- **STUDY TEXT**
BEGIN
The RSC bids a sad farewell to Bobbitt the glass baby
It is with great sadness that the RSC announces the sorry demise of Bobbitt, the glass baby, in Berlin last week.
The famed companion of RSC Immediate Past-President Professor David Phillips arrived in the German capital on Monday shattered into dozens of pieces.
Baby Bobbitt, who was made by a glass-blower at the University of Southampton, was 30 years old when he met his sorry end.
Professor Phillips and his glass baby are well-known on the science lecture scene. For many years Bobbitt has helped Professor Phillips, a specialist in photodynamic therapy, to demonstrate the treatment of neo-natal jaundice with blue light to audiences across the UK and abroad.
Bobbitt had travelled to Germany with the RSC Immediate Past-President to deliver the British Council's Queen's Lecture on Monday 19 November at the Technical University in Berlin.
The dynamic duo made their way to Berlin by plane, with Bobbitt packed in a metal trunk lined with polyurethane foam and soft pillows to ensure his safe passage. However, on opening the container in the university's Audimax lecture theatre, Professor Phillips was dismayed to find that his beloved glass baby had smashed into pieces.
He said of his unhappy discovery: "It was terribly sad to find that my trusty old friend hadn't survived the journey.
"Bobbitt has been a key part of my demonstration lectures over the years and he has delighted many thousands of people, all the while teaching them about the important role of chemistry in medicine.
"We call him Bobbitt after the unfortunate gentleman in the USA who had his appendage cut off by his wife when she discovered he had been unfaithful.
"In the past, the most frequent breakage of the baby had been in that nether region because the stopcock breaks off - but sadly this time he has broken beyond repair."
Happily, Professor Phillips has a spare baby at Imperial College London, though not as elegant as Bobbitt.
During the Queen's Lecture, entitled 'Prosperity through chemistry', Bobbitt had been due to demonstrate how blue light breaks down the build-up of bilirubin in the fat under the skin of jaundiced babies. By exposing the skin to the light, a photo-chemical reaction occurs that makes bilirubin water-soluble.
"The glass baby simulates this," said Professor Phillips. "Initially there is a fat solution of bilirubin in the baby's legs. Then I give the baby a 'drink' of water to show that the bilirubin remains in the fat solution and doesn't dissolve in water.
"By irradiating the baby with a blue/UV lamp for a few minutes, the bilirubin is rendered water-soluble and it migrates to the water layer above the flask's stopcock.
END
In the article about Bobbitt, rewrite the passage from "He said of his" to "elegant as Bobbitt.", switching "stopcock" to "valve".

- **SOURCE MATERIAL**
BEGIN
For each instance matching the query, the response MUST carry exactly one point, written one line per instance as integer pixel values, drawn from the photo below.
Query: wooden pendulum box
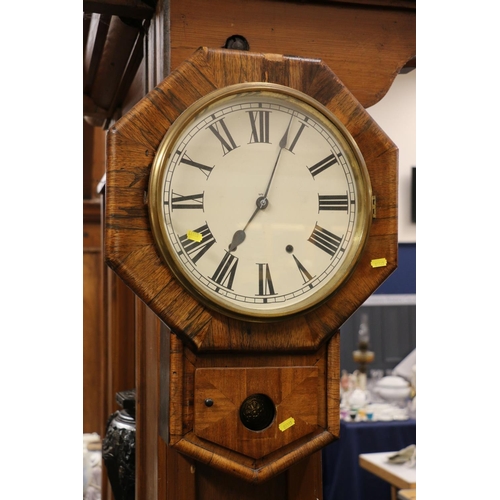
END
- **EXERCISE OUTPUT**
He said of his unhappy discovery: "It was terribly sad to find that my trusty old friend hadn't survived the journey.
"Bobbitt has been a key part of my demonstration lectures over the years and he has delighted many thousands of people, all the while teaching them about the important role of chemistry in medicine.
"We call him Bobbitt after the unfortunate gentleman in the USA who had his appendage cut off by his wife when she discovered he had been unfaithful.
"In the past, the most frequent breakage of the baby had been in that nether region because the valve breaks off - but sadly this time he has broken beyond repair."
Happily, Professor Phillips has a spare baby at Imperial College London, though not as elegant as Bobbitt.